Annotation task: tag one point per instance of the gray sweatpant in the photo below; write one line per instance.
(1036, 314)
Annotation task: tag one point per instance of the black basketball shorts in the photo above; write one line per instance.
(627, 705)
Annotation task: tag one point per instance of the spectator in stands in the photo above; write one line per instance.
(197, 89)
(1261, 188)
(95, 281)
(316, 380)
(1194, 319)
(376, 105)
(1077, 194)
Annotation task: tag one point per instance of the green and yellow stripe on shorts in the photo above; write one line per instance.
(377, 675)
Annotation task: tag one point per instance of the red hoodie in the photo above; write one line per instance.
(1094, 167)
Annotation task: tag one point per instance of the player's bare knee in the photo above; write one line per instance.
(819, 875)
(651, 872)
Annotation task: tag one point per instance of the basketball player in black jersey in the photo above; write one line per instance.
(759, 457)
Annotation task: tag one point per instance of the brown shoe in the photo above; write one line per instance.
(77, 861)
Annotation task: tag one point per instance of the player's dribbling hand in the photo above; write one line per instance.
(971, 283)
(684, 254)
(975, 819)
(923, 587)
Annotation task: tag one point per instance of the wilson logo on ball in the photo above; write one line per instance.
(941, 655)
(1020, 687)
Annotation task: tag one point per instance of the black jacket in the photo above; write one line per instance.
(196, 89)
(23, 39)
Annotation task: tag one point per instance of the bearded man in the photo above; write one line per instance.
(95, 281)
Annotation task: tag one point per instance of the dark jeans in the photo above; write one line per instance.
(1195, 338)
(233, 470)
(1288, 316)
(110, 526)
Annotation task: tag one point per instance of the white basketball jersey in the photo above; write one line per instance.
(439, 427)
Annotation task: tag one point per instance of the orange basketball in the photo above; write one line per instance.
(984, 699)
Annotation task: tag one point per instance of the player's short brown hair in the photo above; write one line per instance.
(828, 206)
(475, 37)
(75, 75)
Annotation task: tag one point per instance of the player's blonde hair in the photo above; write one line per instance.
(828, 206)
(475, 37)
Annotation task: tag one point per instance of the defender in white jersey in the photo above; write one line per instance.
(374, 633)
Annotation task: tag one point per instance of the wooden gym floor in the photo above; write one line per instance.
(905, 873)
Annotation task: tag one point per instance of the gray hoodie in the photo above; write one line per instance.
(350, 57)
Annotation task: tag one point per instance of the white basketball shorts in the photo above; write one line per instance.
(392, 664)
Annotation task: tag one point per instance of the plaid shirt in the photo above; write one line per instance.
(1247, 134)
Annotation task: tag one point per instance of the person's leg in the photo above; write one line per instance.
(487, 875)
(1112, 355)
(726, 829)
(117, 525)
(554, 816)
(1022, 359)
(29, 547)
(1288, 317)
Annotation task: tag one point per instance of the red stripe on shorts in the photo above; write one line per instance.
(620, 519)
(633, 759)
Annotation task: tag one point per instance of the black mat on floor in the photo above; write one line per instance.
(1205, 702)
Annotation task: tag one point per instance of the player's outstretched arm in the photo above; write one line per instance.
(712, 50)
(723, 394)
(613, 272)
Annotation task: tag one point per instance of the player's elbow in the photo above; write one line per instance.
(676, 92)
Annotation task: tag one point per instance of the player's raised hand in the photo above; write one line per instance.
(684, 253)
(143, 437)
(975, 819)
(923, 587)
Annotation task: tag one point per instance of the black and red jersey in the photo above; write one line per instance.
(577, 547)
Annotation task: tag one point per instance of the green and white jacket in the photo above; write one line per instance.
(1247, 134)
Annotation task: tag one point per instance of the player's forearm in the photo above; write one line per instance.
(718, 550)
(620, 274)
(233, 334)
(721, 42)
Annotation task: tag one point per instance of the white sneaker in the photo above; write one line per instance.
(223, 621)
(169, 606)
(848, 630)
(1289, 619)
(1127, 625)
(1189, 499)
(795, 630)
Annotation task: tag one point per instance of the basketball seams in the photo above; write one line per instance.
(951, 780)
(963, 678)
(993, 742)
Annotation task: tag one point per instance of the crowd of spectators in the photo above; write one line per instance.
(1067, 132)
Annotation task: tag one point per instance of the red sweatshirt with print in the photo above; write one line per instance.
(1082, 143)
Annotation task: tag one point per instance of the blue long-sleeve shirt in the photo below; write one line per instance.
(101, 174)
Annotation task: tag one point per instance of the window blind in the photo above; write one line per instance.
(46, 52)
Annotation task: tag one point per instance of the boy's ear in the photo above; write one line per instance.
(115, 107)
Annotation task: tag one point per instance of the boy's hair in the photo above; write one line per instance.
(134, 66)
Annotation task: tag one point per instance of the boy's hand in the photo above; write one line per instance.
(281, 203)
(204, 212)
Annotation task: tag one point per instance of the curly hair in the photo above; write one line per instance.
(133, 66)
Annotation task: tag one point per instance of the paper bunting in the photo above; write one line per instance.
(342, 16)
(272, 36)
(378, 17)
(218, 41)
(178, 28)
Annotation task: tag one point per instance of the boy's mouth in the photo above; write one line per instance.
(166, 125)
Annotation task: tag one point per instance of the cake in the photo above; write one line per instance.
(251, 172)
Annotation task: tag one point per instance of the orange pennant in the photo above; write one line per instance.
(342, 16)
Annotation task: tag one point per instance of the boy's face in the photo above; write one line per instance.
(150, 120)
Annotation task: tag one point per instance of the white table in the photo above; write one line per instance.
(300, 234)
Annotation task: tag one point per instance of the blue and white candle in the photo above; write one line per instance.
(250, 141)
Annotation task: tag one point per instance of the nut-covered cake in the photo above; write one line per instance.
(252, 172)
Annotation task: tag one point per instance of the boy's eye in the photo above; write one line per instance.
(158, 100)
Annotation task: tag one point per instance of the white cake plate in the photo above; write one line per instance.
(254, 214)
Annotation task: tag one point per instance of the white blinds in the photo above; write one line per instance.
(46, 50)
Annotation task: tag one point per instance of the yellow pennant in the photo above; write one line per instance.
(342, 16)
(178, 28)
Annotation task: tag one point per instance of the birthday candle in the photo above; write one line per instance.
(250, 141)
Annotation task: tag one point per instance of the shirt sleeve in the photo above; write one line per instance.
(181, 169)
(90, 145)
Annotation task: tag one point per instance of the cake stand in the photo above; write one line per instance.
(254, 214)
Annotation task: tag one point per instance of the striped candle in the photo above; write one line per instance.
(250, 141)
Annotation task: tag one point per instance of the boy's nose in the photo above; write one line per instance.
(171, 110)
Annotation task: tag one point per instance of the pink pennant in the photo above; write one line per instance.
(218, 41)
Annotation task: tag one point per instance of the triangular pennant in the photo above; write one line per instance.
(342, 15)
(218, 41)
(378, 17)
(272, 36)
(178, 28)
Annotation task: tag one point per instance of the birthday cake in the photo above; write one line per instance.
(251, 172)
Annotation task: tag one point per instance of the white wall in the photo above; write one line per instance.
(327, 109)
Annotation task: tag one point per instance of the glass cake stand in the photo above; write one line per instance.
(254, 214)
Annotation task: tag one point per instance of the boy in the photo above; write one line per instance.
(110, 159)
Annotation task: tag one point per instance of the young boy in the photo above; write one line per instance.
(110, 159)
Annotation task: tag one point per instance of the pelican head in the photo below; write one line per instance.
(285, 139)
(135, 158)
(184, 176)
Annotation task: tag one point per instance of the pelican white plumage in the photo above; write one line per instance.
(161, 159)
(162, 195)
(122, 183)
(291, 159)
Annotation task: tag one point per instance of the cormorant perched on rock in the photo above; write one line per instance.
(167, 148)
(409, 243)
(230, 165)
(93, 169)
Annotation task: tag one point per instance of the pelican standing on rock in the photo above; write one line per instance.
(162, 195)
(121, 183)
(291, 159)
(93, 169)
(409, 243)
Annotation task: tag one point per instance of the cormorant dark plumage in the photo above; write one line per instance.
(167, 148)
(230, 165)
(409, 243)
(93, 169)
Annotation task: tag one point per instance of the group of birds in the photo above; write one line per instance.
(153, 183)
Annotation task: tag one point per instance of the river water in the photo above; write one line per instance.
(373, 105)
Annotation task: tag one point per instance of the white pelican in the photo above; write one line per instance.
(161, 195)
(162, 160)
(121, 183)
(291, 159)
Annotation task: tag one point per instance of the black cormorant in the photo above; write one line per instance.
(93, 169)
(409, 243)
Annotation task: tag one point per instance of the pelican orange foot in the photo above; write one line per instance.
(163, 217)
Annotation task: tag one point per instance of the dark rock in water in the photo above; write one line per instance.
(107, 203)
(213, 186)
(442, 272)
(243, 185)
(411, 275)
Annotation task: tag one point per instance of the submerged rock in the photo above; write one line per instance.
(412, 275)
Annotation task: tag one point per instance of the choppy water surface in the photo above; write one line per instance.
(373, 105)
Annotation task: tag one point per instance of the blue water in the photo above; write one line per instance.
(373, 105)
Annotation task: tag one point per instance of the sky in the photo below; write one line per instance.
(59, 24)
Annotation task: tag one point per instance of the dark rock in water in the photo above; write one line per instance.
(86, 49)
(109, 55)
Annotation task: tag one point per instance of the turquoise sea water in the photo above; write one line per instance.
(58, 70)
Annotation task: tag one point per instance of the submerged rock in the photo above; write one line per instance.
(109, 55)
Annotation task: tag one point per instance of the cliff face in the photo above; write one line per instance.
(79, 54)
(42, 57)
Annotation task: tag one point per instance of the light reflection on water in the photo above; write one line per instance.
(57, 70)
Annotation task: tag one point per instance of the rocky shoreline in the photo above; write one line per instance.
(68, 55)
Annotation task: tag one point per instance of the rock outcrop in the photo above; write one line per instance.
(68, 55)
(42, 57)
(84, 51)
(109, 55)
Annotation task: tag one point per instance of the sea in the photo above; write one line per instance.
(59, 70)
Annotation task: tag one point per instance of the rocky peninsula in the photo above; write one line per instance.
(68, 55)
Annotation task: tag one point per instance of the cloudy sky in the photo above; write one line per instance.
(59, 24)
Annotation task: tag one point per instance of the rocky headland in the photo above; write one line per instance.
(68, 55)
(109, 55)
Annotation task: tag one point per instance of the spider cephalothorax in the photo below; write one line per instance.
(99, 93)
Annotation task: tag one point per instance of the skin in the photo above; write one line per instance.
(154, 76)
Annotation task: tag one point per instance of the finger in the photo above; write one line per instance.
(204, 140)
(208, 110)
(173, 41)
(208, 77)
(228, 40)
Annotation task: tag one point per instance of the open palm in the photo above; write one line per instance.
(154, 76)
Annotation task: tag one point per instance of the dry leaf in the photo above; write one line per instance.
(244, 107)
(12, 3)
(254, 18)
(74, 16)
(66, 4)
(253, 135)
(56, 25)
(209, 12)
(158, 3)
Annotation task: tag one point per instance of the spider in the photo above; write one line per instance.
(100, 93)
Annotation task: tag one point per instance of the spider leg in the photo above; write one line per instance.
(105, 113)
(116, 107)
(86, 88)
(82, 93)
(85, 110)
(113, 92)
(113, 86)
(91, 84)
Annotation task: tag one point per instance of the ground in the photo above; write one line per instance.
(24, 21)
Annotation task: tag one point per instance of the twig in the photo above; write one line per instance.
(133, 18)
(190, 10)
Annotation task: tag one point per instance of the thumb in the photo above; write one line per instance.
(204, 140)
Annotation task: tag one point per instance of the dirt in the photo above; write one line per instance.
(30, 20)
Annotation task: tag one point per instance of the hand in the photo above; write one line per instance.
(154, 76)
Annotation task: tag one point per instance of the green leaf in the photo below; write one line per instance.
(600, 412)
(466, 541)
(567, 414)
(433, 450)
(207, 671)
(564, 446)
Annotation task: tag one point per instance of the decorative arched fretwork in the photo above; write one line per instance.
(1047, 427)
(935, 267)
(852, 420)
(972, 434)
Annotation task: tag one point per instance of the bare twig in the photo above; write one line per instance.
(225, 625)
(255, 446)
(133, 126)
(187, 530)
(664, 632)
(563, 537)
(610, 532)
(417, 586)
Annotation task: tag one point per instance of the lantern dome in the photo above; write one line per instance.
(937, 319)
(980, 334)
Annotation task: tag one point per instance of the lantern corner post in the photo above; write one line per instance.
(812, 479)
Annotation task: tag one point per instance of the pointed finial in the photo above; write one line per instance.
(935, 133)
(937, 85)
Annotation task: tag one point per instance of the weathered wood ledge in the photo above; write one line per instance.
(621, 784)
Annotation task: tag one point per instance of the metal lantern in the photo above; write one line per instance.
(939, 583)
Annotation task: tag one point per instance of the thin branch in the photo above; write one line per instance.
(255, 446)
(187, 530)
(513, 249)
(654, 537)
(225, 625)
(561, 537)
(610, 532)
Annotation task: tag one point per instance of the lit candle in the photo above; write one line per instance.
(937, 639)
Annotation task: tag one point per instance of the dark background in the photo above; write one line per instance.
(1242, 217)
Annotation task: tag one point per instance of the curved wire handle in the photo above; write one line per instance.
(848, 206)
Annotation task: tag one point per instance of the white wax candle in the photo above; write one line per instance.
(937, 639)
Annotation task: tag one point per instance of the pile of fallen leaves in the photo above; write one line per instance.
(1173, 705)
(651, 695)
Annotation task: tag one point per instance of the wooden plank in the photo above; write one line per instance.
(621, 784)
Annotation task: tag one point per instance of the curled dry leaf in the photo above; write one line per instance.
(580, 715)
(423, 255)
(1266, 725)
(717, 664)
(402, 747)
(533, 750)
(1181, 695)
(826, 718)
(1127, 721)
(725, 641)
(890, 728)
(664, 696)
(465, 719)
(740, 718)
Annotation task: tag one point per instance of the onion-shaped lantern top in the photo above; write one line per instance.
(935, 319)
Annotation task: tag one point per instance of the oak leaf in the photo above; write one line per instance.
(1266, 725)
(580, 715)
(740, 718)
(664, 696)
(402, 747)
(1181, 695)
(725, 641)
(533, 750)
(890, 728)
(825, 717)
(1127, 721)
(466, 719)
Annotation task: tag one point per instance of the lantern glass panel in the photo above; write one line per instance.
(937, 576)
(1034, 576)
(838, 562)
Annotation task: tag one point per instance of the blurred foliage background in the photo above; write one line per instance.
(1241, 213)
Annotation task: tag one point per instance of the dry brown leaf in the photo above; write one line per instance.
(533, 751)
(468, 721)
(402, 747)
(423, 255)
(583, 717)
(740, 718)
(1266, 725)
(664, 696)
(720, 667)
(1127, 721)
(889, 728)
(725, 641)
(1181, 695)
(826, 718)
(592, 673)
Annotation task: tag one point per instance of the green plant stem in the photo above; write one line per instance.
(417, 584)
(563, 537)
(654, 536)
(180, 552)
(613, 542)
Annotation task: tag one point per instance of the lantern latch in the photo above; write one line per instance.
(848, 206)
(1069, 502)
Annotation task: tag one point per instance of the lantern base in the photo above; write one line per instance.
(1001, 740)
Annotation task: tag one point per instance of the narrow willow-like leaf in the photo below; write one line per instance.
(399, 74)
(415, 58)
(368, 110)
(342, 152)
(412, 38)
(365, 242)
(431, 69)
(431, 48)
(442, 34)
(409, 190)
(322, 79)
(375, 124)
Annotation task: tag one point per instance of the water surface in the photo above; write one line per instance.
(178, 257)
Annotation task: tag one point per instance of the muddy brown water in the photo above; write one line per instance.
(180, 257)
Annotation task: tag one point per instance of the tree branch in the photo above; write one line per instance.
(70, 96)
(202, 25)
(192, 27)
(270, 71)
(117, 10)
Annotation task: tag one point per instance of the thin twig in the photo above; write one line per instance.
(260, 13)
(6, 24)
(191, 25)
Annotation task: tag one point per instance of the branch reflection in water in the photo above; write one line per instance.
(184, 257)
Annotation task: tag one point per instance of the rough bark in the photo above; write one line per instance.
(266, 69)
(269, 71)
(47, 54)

---

• Task prompt:
Write out again the data from the line with "Annotation task: tag one point per instance of the red hoodie" to the line with "(1020, 687)", both included, keeping every line and moving each point coordinate by adding 85 to both of its numbers.

• Result for this task:
Annotation task: tag one point per instance of the red hoodie in the photo above; write one line per instance.
(1179, 252)
Annotation task: tag one point per instance of the player's bare knee in the photo above; write one line per instance.
(904, 960)
(736, 957)
Annotation task: tag one point per instance of the basketball player in black jersey in the photo above; write one line per instance.
(844, 542)
Annotation task: tag one point per instance of the brown shoe in the photo above; write one line per instance.
(162, 946)
Annotation task: tag one point per instance of the player's dribbling hand in the photo above; write one line per instance.
(1056, 368)
(769, 339)
(1060, 904)
(1008, 672)
Annotation task: tag one point per instance of the wilson logo on ball in the photo above; write one line per instance.
(1026, 740)
(1105, 772)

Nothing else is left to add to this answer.